» CHALLENGE: Gather every row below that contains the word "instance", and copy each of those rows out in full.

» DATA SHOWN:

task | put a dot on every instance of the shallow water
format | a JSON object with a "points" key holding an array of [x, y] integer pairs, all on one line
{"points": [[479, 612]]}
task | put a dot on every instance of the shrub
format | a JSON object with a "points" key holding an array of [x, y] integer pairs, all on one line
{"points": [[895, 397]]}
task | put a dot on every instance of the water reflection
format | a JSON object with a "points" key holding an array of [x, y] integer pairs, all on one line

---

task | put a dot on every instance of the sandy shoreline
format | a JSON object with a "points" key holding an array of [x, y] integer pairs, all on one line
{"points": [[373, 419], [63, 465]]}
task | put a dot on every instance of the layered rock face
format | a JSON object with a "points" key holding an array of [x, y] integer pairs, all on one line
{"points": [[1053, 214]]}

» REPLY:
task | put a dot on every instance of the shallow water
task | put a dot on every instance of the shrub
task | put a dot on every instance of the water reflection
task | put a dot on every instance of the sandy shoreline
task | put a dot on every instance of the layered rock face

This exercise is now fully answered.